Render the records from the line containing "Task: where can the gray overcoat" through the line containing "x=42, y=458", both inclusive, as a two-column CSV with the headers text and answer. Give one row per record, with each field quoted, every line break replaced by a space, and all pictures omitted.
## BEGIN
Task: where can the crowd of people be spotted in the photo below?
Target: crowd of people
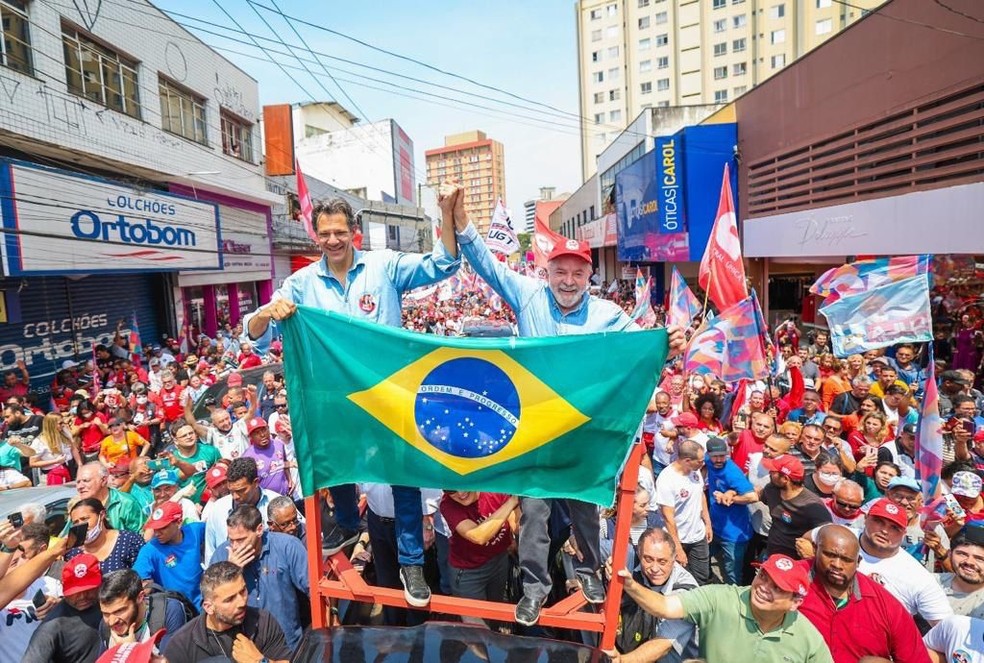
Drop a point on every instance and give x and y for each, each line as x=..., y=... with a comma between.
x=781, y=517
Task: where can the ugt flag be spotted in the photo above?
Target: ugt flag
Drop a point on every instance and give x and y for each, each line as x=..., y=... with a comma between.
x=502, y=237
x=897, y=312
x=722, y=272
x=541, y=417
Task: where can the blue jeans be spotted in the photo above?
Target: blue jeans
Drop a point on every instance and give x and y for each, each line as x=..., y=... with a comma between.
x=732, y=557
x=409, y=519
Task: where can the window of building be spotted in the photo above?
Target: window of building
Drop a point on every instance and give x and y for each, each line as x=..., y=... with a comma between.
x=15, y=44
x=182, y=111
x=237, y=136
x=99, y=73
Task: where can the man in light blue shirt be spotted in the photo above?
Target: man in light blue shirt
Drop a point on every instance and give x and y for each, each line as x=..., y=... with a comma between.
x=560, y=305
x=368, y=285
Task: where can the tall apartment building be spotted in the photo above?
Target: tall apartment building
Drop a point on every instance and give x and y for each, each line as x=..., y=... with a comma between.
x=637, y=54
x=478, y=162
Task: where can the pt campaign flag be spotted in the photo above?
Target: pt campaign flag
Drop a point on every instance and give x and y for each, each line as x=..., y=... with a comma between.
x=722, y=272
x=540, y=417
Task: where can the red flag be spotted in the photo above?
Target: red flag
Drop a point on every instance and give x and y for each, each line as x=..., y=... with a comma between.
x=307, y=207
x=544, y=239
x=722, y=272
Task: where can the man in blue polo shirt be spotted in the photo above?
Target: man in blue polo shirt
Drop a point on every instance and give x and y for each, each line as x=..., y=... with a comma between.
x=729, y=493
x=173, y=558
x=274, y=566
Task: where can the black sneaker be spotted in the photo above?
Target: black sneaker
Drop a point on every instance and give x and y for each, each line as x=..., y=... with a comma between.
x=593, y=588
x=338, y=539
x=528, y=610
x=415, y=588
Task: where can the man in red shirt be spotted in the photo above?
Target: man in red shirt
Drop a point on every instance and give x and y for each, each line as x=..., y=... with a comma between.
x=856, y=616
x=751, y=440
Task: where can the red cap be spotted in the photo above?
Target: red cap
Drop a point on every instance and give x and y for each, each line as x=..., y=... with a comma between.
x=889, y=510
x=133, y=652
x=787, y=574
x=164, y=515
x=687, y=419
x=80, y=573
x=215, y=475
x=571, y=247
x=787, y=465
x=255, y=423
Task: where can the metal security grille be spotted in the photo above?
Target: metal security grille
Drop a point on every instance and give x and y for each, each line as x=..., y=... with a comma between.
x=938, y=143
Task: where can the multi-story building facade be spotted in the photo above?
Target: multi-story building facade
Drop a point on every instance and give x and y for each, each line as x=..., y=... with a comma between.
x=637, y=54
x=478, y=162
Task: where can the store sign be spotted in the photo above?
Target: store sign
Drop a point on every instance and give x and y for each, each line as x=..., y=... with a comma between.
x=885, y=226
x=55, y=222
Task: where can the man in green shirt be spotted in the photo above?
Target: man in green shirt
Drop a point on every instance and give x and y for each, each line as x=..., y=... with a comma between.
x=759, y=621
x=191, y=457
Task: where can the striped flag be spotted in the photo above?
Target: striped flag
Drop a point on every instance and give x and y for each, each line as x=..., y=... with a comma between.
x=307, y=207
x=929, y=436
x=684, y=305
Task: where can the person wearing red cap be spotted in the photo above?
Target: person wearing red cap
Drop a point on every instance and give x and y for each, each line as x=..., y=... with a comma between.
x=794, y=509
x=173, y=557
x=560, y=305
x=759, y=623
x=856, y=616
x=70, y=632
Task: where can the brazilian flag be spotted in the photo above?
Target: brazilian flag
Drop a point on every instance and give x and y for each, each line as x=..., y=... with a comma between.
x=539, y=417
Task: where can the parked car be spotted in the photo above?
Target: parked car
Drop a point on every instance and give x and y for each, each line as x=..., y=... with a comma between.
x=251, y=376
x=54, y=498
x=435, y=641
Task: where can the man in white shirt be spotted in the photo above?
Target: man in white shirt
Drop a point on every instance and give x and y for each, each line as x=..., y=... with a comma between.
x=683, y=506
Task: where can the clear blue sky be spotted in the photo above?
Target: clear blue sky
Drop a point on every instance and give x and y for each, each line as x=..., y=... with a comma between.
x=526, y=48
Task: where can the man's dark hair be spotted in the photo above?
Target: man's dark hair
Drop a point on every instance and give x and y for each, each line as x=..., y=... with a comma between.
x=242, y=468
x=334, y=206
x=124, y=583
x=218, y=574
x=656, y=535
x=246, y=516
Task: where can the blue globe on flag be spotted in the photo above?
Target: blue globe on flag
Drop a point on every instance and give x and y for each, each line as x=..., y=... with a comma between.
x=467, y=407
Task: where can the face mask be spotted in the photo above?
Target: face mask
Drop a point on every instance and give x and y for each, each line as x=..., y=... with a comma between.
x=93, y=533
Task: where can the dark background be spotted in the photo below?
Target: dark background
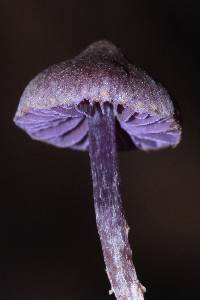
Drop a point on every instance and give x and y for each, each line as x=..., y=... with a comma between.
x=49, y=248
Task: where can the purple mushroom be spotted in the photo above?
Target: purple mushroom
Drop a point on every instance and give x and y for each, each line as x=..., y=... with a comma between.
x=99, y=102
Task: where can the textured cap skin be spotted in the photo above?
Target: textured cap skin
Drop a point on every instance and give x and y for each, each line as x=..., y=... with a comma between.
x=49, y=106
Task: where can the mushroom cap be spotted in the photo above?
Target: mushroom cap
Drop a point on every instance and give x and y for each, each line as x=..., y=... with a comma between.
x=49, y=108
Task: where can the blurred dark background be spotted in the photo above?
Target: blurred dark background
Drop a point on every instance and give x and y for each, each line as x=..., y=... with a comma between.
x=49, y=248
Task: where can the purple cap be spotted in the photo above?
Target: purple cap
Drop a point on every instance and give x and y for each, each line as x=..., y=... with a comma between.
x=49, y=109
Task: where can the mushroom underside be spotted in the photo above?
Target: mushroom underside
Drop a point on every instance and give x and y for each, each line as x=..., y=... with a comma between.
x=67, y=127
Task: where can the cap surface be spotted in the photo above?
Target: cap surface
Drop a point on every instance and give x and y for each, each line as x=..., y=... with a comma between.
x=49, y=107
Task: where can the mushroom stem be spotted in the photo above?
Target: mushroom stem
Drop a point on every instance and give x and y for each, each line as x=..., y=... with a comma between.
x=111, y=223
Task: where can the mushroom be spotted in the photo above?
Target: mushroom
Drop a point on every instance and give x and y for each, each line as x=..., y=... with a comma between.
x=99, y=102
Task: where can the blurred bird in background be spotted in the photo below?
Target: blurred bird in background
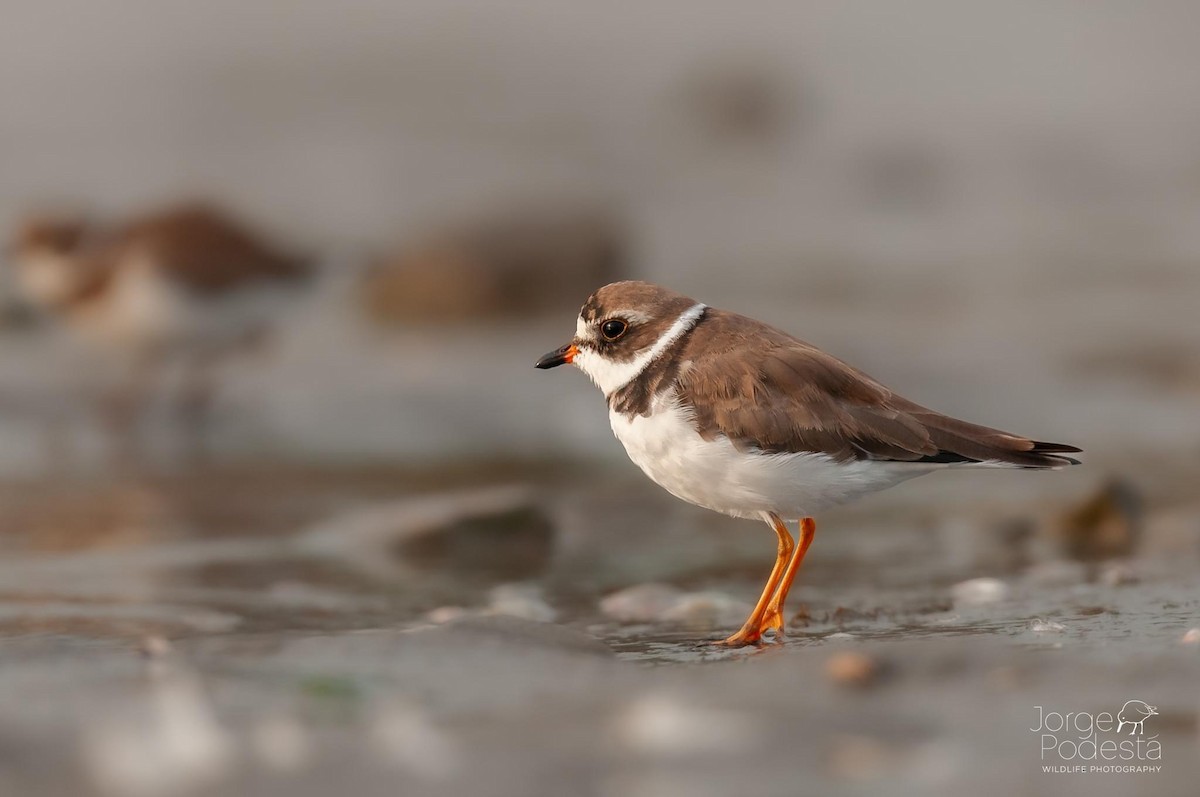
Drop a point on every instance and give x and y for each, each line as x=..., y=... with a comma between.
x=186, y=286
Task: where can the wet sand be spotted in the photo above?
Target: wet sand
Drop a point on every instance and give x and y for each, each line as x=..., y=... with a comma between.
x=281, y=630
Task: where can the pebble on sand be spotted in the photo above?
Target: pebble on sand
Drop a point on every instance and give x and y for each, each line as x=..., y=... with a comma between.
x=852, y=669
x=979, y=592
x=645, y=603
x=1042, y=625
x=657, y=603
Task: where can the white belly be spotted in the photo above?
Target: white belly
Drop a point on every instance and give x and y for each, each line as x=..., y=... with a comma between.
x=715, y=475
x=144, y=309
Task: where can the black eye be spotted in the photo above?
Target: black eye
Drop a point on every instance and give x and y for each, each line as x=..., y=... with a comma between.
x=613, y=328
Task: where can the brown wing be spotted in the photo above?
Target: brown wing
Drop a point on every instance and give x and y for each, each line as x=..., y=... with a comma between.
x=768, y=391
x=209, y=251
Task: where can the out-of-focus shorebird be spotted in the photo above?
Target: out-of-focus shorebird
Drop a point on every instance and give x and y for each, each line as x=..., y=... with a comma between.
x=187, y=285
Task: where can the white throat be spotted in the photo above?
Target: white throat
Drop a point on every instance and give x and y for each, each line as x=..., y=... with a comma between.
x=610, y=376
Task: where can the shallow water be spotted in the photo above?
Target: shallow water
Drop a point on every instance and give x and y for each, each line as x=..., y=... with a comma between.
x=388, y=628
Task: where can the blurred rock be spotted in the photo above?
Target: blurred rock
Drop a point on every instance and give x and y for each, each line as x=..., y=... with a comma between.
x=174, y=745
x=1042, y=625
x=281, y=743
x=509, y=267
x=406, y=738
x=517, y=631
x=657, y=603
x=852, y=669
x=497, y=534
x=1107, y=525
x=645, y=603
x=979, y=592
x=1056, y=573
x=705, y=610
x=741, y=103
x=1117, y=574
x=445, y=615
x=523, y=600
x=663, y=725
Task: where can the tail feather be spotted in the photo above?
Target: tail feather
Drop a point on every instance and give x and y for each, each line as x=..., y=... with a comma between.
x=960, y=442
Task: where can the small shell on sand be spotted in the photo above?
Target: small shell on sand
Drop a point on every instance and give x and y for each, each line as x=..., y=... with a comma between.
x=979, y=592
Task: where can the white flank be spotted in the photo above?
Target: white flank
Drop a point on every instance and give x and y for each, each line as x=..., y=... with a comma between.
x=611, y=376
x=713, y=474
x=145, y=309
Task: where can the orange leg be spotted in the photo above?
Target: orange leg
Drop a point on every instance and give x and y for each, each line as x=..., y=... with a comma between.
x=751, y=630
x=774, y=615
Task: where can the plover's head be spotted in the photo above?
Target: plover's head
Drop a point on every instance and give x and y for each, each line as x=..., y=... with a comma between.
x=45, y=255
x=622, y=328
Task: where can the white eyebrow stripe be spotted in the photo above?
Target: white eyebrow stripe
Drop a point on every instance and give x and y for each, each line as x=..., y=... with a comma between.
x=611, y=376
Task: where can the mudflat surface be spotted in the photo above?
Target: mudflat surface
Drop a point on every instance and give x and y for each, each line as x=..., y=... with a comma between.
x=287, y=630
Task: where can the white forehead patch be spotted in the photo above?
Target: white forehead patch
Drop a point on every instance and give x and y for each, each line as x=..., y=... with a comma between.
x=610, y=376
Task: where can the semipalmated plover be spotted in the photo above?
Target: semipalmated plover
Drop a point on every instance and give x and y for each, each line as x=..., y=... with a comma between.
x=737, y=417
x=184, y=283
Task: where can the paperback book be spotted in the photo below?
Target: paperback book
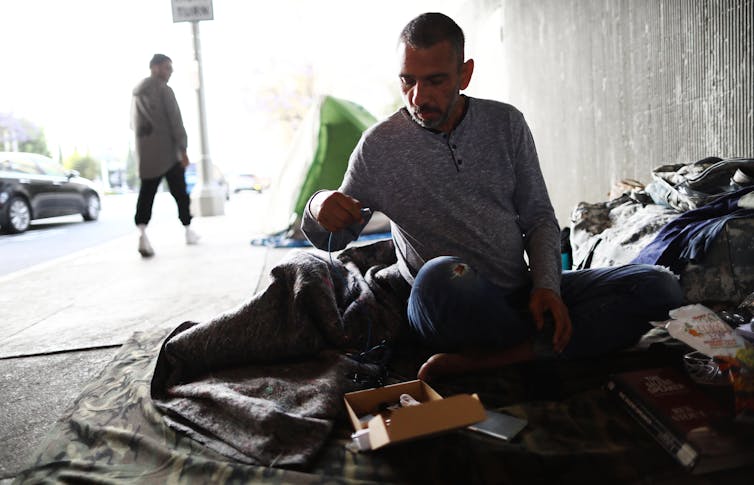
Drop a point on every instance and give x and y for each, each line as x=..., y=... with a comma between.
x=695, y=428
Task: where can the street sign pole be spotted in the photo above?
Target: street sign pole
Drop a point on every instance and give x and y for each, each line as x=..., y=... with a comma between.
x=206, y=198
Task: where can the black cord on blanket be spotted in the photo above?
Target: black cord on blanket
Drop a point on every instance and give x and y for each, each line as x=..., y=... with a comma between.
x=371, y=353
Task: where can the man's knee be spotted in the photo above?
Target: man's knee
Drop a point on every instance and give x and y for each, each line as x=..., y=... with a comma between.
x=660, y=284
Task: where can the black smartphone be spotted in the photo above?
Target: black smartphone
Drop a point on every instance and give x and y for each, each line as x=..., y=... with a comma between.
x=500, y=425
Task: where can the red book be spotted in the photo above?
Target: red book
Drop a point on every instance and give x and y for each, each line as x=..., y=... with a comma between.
x=686, y=421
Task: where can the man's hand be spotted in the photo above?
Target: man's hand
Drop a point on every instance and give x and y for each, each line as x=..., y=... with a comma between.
x=543, y=300
x=335, y=211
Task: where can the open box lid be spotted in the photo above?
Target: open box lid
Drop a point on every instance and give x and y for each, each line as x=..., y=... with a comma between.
x=434, y=415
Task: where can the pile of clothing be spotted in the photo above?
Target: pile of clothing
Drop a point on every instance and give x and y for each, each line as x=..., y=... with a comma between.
x=696, y=219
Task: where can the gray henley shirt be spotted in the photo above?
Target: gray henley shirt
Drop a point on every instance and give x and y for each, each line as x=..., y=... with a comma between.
x=476, y=193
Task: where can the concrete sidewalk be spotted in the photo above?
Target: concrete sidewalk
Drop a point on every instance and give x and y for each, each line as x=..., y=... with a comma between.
x=62, y=321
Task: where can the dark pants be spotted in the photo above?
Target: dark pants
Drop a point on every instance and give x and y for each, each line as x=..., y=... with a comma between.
x=176, y=179
x=452, y=307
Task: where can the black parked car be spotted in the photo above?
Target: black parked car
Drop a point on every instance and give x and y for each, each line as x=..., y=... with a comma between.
x=33, y=186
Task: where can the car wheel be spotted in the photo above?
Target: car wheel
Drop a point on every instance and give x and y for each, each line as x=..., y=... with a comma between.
x=17, y=215
x=91, y=208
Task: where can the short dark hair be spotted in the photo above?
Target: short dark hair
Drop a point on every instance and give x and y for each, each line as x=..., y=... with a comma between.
x=429, y=29
x=158, y=59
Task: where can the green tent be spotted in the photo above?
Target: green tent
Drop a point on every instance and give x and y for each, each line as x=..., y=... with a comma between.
x=317, y=160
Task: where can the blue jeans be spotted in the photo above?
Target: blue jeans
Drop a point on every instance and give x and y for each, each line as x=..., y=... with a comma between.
x=452, y=307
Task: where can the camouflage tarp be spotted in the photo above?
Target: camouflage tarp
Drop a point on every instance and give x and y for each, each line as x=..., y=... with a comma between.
x=576, y=434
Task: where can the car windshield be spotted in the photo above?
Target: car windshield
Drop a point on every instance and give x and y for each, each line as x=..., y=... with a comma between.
x=50, y=167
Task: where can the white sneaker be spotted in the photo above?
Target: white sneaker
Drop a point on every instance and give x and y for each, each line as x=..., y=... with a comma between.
x=191, y=237
x=145, y=249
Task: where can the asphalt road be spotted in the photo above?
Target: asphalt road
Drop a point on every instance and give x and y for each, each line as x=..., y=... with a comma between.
x=49, y=239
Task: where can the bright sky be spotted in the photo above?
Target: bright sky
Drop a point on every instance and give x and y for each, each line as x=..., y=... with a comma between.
x=70, y=66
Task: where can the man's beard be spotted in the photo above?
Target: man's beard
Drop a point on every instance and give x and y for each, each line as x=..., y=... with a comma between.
x=430, y=124
x=436, y=123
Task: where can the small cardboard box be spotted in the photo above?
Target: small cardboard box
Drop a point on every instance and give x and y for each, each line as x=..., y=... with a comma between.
x=434, y=414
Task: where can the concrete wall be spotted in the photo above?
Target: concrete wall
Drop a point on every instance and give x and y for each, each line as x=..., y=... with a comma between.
x=614, y=88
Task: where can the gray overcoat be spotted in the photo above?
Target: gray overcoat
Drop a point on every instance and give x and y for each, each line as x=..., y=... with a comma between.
x=157, y=123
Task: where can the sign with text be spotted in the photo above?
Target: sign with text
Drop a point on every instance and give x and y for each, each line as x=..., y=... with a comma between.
x=192, y=10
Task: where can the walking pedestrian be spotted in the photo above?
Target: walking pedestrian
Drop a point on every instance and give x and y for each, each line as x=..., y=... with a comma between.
x=160, y=148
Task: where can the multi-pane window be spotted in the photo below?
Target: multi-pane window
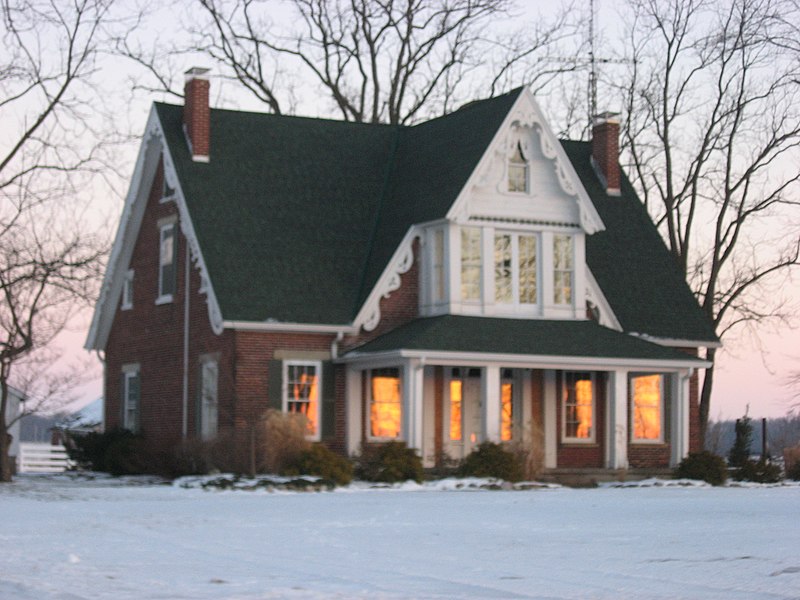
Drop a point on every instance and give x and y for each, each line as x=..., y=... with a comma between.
x=209, y=376
x=438, y=266
x=385, y=408
x=166, y=261
x=563, y=266
x=131, y=394
x=127, y=291
x=302, y=393
x=578, y=402
x=518, y=171
x=647, y=393
x=506, y=406
x=470, y=264
x=515, y=268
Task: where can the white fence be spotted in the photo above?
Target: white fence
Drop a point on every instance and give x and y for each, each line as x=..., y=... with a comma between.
x=42, y=458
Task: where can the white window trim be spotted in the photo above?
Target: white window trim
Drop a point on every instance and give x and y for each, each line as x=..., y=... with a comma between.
x=129, y=372
x=634, y=440
x=402, y=435
x=563, y=400
x=317, y=364
x=163, y=225
x=515, y=305
x=127, y=291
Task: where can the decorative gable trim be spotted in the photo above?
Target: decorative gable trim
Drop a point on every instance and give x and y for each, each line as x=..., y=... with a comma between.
x=526, y=114
x=402, y=260
x=152, y=150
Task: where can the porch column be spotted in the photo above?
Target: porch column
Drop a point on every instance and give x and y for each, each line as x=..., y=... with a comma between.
x=353, y=408
x=413, y=377
x=490, y=400
x=617, y=429
x=679, y=434
x=550, y=424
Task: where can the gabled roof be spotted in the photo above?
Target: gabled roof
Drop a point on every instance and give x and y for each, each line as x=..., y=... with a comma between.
x=525, y=337
x=297, y=218
x=630, y=262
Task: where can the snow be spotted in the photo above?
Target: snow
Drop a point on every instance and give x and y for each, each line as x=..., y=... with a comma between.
x=70, y=538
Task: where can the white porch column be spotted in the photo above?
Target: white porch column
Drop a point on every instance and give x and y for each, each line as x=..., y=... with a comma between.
x=617, y=429
x=490, y=401
x=680, y=417
x=550, y=421
x=413, y=378
x=353, y=408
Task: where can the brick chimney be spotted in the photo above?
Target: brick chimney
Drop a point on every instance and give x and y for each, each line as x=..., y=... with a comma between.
x=605, y=151
x=197, y=114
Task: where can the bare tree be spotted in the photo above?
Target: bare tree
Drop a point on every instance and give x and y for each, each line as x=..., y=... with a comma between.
x=394, y=61
x=48, y=261
x=712, y=134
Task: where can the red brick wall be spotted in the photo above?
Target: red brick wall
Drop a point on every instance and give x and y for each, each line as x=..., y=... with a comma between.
x=153, y=336
x=589, y=455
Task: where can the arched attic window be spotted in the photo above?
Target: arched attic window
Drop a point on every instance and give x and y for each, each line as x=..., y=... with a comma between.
x=518, y=171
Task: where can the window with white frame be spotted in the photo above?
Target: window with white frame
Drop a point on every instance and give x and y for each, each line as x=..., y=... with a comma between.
x=131, y=397
x=518, y=171
x=437, y=264
x=302, y=393
x=563, y=267
x=470, y=264
x=385, y=404
x=578, y=402
x=507, y=415
x=515, y=268
x=167, y=263
x=647, y=414
x=127, y=291
x=209, y=407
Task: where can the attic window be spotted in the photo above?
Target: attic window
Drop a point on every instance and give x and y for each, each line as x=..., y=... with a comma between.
x=518, y=171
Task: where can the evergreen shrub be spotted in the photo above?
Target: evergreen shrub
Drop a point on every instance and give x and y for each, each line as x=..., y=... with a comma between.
x=492, y=460
x=320, y=461
x=705, y=466
x=390, y=462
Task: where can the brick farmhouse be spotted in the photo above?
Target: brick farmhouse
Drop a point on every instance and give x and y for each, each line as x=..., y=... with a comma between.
x=468, y=278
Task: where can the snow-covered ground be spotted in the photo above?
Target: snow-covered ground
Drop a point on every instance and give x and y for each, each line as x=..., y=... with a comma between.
x=69, y=540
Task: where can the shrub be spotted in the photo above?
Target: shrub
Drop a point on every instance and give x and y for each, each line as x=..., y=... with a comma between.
x=705, y=466
x=492, y=460
x=389, y=462
x=319, y=460
x=758, y=471
x=116, y=451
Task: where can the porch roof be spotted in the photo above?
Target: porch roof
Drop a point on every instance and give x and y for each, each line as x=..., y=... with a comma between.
## END
* **Final result**:
text,answer
"Task: where can the gray overcoat be spotted in the photo above? Target: gray overcoat Drop a point on every instance and give x and y for each, each line as x=..., y=... with a comma between.","x=157, y=123"
"Task: where can the sign with text be spotted in the photo above? Target: sign with text Drop a point on every instance and give x and y for each, each line as x=..., y=... with a comma between.","x=192, y=10"
"Task: where can the walking pedestrian be spotted in the photo above? Target: walking pedestrian Drop a point on every instance and give x and y for each, each line as x=..., y=... with a comma between.","x=160, y=148"
"Task: where can the multi-pane window be spotted in the photo below? Target: multi-pane window Drop a point on every instance and give x and y for each, each line as x=..., y=... with a comma between.","x=209, y=376 x=438, y=266 x=385, y=408 x=166, y=261 x=563, y=266 x=131, y=394 x=127, y=291 x=302, y=393 x=578, y=402 x=518, y=171 x=647, y=393 x=506, y=406 x=470, y=264 x=515, y=268"
"Task: where can the white fence be spotted in the photo above? Target: white fence Drop a point on every instance and give x and y for each, each line as x=..., y=... with a comma between.","x=42, y=458"